*SHORT PROBLEM*:
Can you show every line of the records below that contains the string "grain"? Case counts.

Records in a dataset
┄┄┄┄┄┄

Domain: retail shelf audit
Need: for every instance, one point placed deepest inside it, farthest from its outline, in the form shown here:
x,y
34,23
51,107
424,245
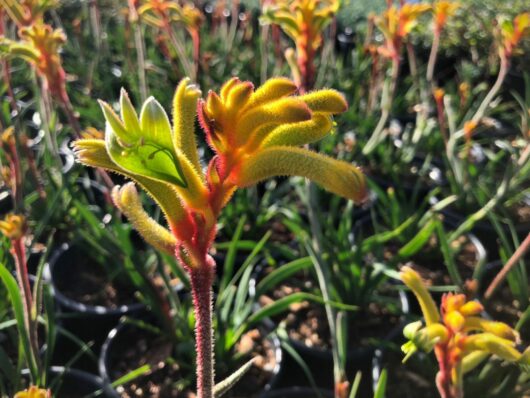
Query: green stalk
x,y
386,106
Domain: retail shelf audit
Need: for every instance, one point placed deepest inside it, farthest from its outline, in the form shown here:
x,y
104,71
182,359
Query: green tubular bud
x,y
184,109
129,116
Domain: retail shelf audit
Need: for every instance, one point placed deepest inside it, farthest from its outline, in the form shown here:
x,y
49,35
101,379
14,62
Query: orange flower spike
x,y
27,12
41,46
303,21
461,339
512,32
396,23
442,10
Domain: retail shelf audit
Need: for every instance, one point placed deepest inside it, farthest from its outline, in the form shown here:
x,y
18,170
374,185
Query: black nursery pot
x,y
117,340
73,383
298,392
6,202
87,322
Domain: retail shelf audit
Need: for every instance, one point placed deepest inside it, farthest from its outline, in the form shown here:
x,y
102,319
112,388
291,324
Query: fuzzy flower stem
x,y
503,71
518,255
432,58
386,103
140,58
189,70
201,279
19,253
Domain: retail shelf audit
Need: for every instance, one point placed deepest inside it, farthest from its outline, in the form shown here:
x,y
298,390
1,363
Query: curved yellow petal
x,y
297,134
126,198
93,153
495,345
414,282
184,112
284,110
328,101
336,176
272,90
500,329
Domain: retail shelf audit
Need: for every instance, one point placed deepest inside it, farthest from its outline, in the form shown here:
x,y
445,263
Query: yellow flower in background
x,y
442,10
27,12
33,392
459,336
40,45
512,32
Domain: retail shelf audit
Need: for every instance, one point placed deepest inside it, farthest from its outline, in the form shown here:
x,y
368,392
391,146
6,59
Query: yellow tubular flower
x,y
414,282
33,392
503,348
255,135
127,200
13,226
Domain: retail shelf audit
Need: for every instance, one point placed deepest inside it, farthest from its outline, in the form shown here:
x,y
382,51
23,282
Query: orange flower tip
x,y
455,321
453,302
240,95
329,101
13,226
471,308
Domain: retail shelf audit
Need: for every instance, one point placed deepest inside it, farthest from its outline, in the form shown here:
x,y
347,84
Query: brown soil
x,y
307,323
504,307
169,379
86,283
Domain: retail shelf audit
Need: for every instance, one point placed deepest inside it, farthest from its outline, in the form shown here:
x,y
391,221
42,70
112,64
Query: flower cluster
x,y
40,45
303,21
460,337
255,135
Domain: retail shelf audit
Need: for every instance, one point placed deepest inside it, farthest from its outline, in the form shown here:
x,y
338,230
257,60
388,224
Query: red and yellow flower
x,y
303,21
40,45
255,134
459,336
512,32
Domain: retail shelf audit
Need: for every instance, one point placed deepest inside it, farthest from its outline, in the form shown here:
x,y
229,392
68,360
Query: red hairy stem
x,y
443,378
18,175
441,118
201,279
305,59
196,39
432,57
19,253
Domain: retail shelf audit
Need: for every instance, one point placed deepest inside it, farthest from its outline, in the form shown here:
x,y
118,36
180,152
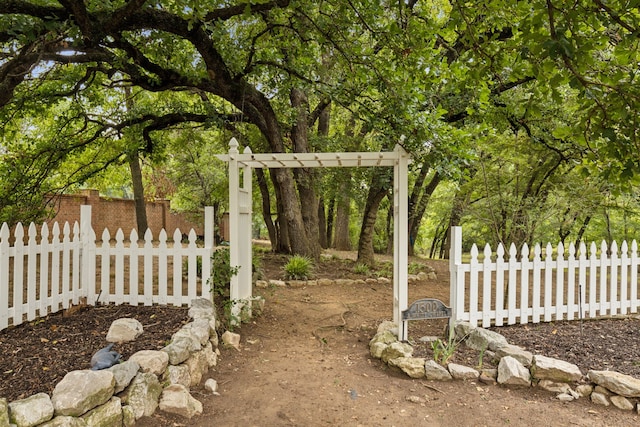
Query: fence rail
x,y
56,268
542,285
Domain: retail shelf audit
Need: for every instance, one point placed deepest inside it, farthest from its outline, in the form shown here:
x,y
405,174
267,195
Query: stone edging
x,y
122,394
517,367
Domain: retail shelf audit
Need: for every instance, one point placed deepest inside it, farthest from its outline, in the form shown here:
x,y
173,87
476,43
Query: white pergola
x,y
240,212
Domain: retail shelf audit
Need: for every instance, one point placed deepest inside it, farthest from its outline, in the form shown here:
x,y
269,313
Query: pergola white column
x,y
240,210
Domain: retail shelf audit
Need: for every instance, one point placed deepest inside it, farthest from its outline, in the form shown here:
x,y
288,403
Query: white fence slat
x,y
474,268
572,266
148,268
526,266
487,287
176,255
45,301
18,275
133,298
32,258
4,276
162,268
634,277
512,309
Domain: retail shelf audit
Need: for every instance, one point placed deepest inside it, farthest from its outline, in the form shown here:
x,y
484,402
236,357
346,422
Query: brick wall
x,y
111,213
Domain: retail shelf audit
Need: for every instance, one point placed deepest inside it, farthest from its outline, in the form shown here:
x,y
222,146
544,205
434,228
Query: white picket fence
x,y
54,270
530,287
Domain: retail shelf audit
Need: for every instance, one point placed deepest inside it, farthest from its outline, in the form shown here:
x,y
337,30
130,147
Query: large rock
x,y
123,373
461,372
436,372
621,384
124,330
153,361
31,411
483,339
81,391
513,373
412,366
109,414
177,400
520,354
395,350
202,308
143,393
548,368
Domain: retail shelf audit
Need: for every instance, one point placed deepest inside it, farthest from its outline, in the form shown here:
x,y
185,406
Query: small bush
x,y
298,268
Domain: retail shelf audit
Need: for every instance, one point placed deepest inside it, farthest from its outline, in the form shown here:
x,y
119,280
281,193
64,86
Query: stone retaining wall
x,y
516,367
122,394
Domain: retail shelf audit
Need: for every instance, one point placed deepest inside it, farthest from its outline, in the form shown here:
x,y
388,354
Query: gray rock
x,y
81,391
153,361
436,372
109,414
621,384
548,368
520,354
621,402
124,330
202,308
461,372
177,400
123,373
412,366
600,399
395,350
31,411
513,373
483,339
142,395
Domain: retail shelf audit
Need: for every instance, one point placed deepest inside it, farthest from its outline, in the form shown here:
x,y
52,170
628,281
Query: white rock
x,y
621,384
621,402
599,399
177,400
412,366
178,375
436,372
123,373
461,372
31,411
231,339
124,330
211,385
513,373
154,361
395,350
142,395
109,414
81,391
548,368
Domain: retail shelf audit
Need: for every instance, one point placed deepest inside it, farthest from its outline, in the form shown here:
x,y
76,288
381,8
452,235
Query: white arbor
x,y
240,212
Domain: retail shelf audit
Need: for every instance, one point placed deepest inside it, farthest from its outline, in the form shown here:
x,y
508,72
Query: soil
x,y
305,360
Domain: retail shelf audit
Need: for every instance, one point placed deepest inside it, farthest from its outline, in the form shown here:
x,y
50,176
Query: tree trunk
x,y
380,185
266,208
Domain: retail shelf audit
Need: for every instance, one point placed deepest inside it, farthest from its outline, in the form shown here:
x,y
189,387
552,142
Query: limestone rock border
x,y
516,368
132,389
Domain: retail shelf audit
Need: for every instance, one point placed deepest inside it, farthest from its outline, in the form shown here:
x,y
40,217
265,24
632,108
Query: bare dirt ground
x,y
305,362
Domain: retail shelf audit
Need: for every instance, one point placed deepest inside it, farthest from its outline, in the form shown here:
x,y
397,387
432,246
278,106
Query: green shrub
x,y
298,268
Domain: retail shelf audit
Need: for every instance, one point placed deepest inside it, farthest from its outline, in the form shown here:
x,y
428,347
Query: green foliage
x,y
298,267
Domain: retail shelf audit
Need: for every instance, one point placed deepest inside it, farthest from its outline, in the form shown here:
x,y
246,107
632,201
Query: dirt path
x,y
305,362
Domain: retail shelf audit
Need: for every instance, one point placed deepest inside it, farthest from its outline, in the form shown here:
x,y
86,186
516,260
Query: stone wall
x,y
114,213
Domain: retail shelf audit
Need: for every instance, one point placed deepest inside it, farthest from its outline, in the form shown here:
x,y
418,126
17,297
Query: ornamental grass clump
x,y
298,268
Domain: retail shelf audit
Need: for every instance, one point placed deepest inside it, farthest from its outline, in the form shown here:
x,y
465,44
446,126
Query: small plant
x,y
444,350
298,268
361,268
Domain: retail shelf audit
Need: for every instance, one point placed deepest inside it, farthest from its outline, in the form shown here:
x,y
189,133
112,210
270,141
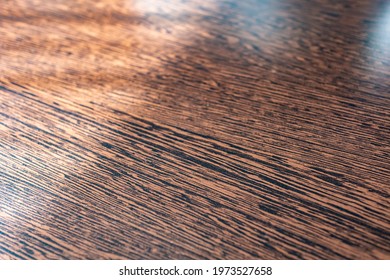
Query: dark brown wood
x,y
194,129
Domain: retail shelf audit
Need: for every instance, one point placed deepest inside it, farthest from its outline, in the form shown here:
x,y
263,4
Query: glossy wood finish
x,y
194,129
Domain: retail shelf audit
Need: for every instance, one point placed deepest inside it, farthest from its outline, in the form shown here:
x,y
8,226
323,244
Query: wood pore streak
x,y
194,130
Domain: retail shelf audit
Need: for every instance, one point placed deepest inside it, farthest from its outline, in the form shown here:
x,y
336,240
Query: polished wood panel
x,y
194,129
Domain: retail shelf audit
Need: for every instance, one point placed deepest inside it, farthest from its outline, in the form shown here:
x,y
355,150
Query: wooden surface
x,y
194,129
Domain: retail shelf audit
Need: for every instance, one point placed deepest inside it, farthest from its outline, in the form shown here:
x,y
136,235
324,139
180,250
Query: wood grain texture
x,y
194,129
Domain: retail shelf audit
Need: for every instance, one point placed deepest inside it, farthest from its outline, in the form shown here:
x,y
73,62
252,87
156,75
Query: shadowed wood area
x,y
194,129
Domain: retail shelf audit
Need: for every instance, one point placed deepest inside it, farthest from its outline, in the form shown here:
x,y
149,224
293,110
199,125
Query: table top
x,y
194,129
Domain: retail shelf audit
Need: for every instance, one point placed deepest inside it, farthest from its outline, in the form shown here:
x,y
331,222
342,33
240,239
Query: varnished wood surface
x,y
194,129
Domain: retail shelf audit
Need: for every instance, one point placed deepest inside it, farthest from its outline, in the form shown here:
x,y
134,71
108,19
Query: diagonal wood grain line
x,y
194,129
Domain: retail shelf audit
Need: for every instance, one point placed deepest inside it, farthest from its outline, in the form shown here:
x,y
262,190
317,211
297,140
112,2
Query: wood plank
x,y
194,129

┄┄┄┄┄┄

*EXPECTED ANSWER*:
Query: wood grain texture
Query: diagonal wood grain line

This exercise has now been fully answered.